= ASSIGNMENT =
Type the listing below out again exactly. No images.

[Start of Attachment]

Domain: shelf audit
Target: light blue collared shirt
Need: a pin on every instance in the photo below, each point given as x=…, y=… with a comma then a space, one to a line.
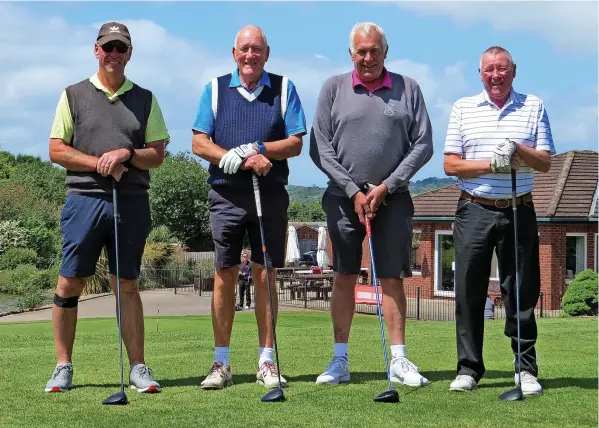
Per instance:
x=295, y=119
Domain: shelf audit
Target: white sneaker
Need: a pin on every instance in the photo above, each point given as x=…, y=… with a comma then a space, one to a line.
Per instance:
x=218, y=377
x=336, y=372
x=530, y=385
x=405, y=372
x=268, y=376
x=463, y=383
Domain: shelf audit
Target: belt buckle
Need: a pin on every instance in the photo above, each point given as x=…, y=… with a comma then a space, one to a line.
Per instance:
x=507, y=203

[End of Attachment]

= YOUR SOLUTION =
Domain: shelf audit
Target: light blue collared shirt
Need: a pin on every instance in the photo below, each point given as x=…, y=… with a comma then a space, one to a line.
Per instance:
x=295, y=119
Domain: shelf audit
Target: white sneaker
Need: a pin on every instance in the photo above, each point given as x=…, y=… with a comma then a space, one to a line.
Per instance:
x=218, y=377
x=336, y=372
x=530, y=385
x=405, y=372
x=268, y=376
x=463, y=383
Domain: shelf audit
Target: belt buckle
Need: a pin on every instance in the photo above, each point given as x=…, y=… with a comma then a space, one to a line.
Per instance:
x=507, y=203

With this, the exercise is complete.